This past January I was invited to join the annual Composer’s Forum from the Music Faculty at Bishop’s University in Lennoxville, Québec. This year was the last forum and I’m very glad and honored I was part of it.

The Composer’s Forum was created by teacher / composer: Andrew Paul MacDonald. Mr. MacDonald is one of Canada’s greatest composers and he held this forum for about 30 years.

Here’s a video of the performance of my composition, a String Trio for Violin, Viola and Cello.

Thanks for your time and I hope you enjoy the music!
All the best,

Similar to the incredible interlude ‘The Battle Of Chamdo’ on 2013’s Colored Sands, the piece is a cryptic and almost cinematic affair, which again shows Luc is more than capable of transposing his ability to craft deathly dynamics and metallic menace across to the string section’s softer soundscape.

During the one of the discussion threads Antoine (Chthe’ilist|Serocs) mentioned to me that Luc had a bunch of his classical work uploaded to MySpace from back when he was studying at uni. Unfortunately the page I found had the file names but they seemed unplayable for us (maybe someone here knows where we could find them?). Anyway, hearing this kind of metal-adjacent chamber music sent me down a vortex, digging through some of my old favourites in the style. As I alluded to in Spear’s Altars Of Madness First Impressions earlier this week, the p2p file-sharing explosion of the early 2000’s allowed the metal community access to an unheralded amount of oddities and obscurities for the time. Stuff you probably wouldn’t have ever come in contact with solely relying on your generic-ass local record store. After seeing the popular Apocalyptica versions of Metallica‘s classics appear  in errant search results, I decided to check if other bands had similar treatments performed for them.

One of the few that had enough seeders to latch hold of was the vaguely titled ‘String Quartet Tribute To Slayer‘. For years I had this album on MP3, with scant other information. No cover art, no performer’s names, nothing but the tunes. Now, this wasn’t as incredible as it perhaps could have been with more suitable source material, but when they weren’t replicating a ceaselessly galloping low E note, some of the parts sounded really fucking tight played in this format. However, the one track that I found the most interesting was the band’s own composition, ‘Mindless Death’. Dug around on YouTube today and pulled this up, replete with the band’s actual name and something resembling an album cover. Thank fuck the haphazard uploaders of yore were not always so comprehensive with their file folders. Otherwise, the combo of seeing that name and *shudders* cover, would have likely tainted my listening experience. And youth. Nevertheless, I often tried to imagine the sound of Hanneman’s ESP ripping through these riffs while Tom sneered out the overtly hook-laden vocal lines.

■ Goals:
A – In the passage about string music and metal, who created the Composer's Forum?
B – Write the next paragraph of the passage about string music and metal, picking up right after its final sentence.

■ Given entries:
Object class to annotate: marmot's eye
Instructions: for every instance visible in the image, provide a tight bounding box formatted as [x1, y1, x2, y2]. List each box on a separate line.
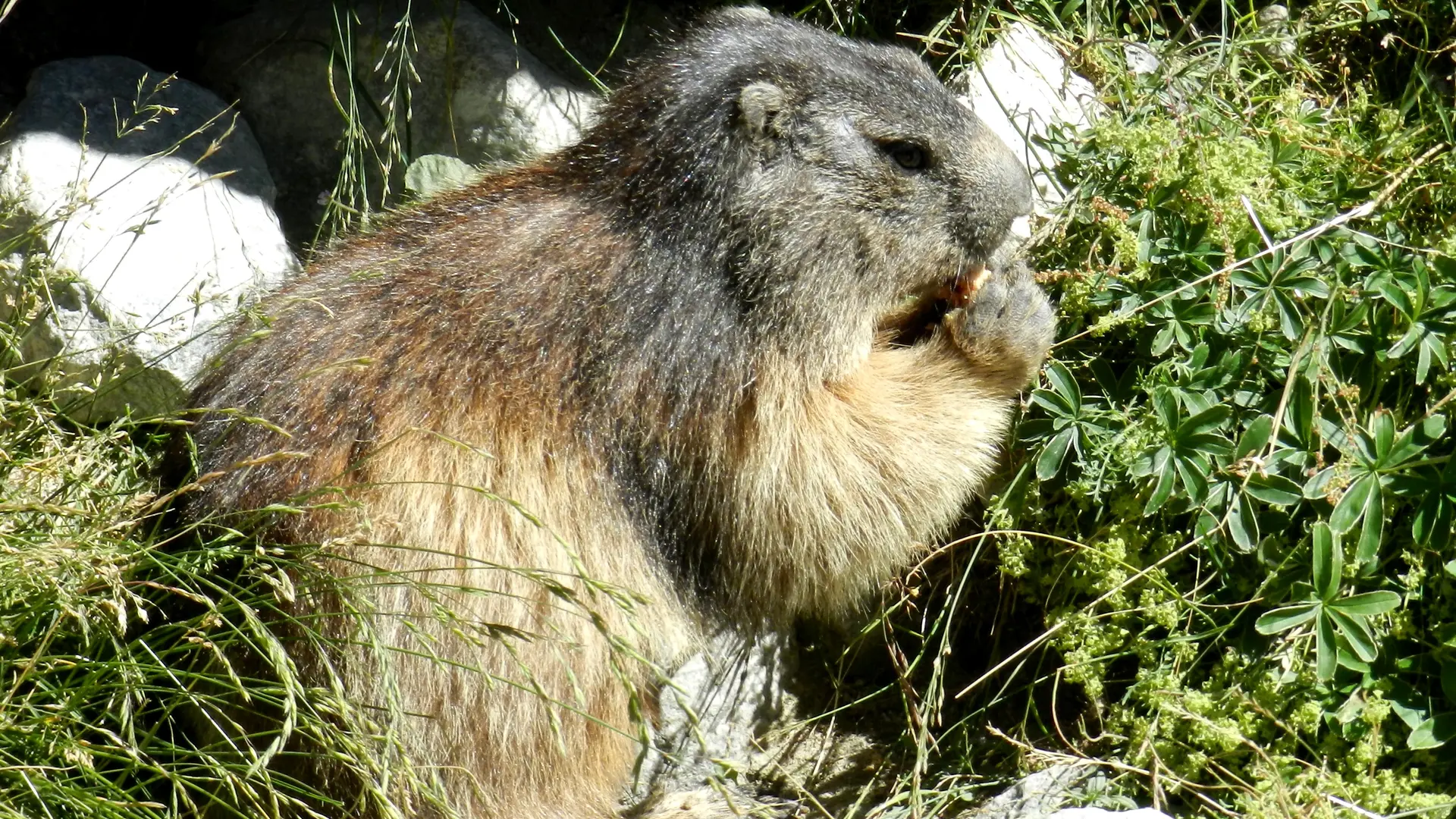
[880, 140, 930, 171]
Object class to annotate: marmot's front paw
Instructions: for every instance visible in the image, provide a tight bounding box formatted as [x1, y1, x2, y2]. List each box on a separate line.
[945, 270, 1057, 388]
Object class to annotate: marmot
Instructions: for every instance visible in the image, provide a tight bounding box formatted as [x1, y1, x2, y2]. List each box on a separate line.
[190, 9, 1054, 819]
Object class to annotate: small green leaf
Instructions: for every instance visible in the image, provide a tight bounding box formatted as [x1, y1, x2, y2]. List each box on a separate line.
[1304, 466, 1335, 500]
[1333, 474, 1380, 535]
[1310, 522, 1345, 602]
[1254, 604, 1320, 634]
[1037, 427, 1078, 481]
[1369, 410, 1395, 460]
[1315, 607, 1337, 679]
[1325, 606, 1380, 663]
[1143, 446, 1175, 514]
[1356, 484, 1385, 574]
[1228, 494, 1260, 552]
[1176, 403, 1230, 441]
[1244, 475, 1303, 506]
[1046, 359, 1082, 411]
[1233, 416, 1274, 460]
[1405, 713, 1456, 751]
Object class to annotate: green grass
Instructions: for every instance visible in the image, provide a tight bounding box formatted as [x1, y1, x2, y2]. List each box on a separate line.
[8, 0, 1456, 819]
[838, 0, 1456, 816]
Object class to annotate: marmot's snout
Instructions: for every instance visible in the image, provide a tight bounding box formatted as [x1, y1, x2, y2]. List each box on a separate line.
[959, 120, 1032, 261]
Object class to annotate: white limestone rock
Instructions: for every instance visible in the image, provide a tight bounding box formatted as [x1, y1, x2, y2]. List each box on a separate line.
[0, 57, 297, 422]
[1046, 808, 1172, 819]
[204, 0, 600, 239]
[956, 22, 1103, 213]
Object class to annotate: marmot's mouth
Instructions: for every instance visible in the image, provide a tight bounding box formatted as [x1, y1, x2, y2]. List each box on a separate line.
[875, 264, 992, 347]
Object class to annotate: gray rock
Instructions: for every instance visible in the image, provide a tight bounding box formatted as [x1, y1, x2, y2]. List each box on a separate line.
[961, 765, 1098, 819]
[0, 57, 297, 421]
[1122, 42, 1162, 74]
[1254, 3, 1298, 64]
[204, 0, 598, 239]
[628, 631, 793, 816]
[954, 24, 1103, 213]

■ The results:
A – Andrew Paul MacDonald created the Composer's Forum.

B –
Another more recent example of metal-inspired string composition which came to mind was Portland group Disemballerina. While the trio typically evoke plaintive pastoral and dirge-like moods, their most recent record Poison Gown has an undeniably metal undercurrent. As I mentioned once upon a time back during the early days of this-here-bowl, the ominous atmosphere the band manage to create without the aid of distortion or conventional percussion is incredible. Check out ‘That Is The Head Of The One Who Toyed With My Honor’ and I’m sure you’ll agree. Unless you classify a scraping machete blade as conventional percussion, that is.

Still feeling sore for more? Interested in something with a little more of that Eastern/Phrygian flavour? Then look no further than Kamancello. Raphael (cellist from Canadian act The Visit) combining his percussive shreddy style with Iranian Shahriyar Jamshidi, on a traditional stringed instrument called a Kamanche. Apparently this whole album was improvised and recorded unedited in one take. Insane. As if I didn’t make it painfully obvious when covering Hashshashin a while back, this is extremely my shit. The duo basically invoke Melechesh somewhere after the 3:00 minute mark, it’s that mad.

Need some tasty tapping and ethereal vocal adornments? Well then hit The Visit.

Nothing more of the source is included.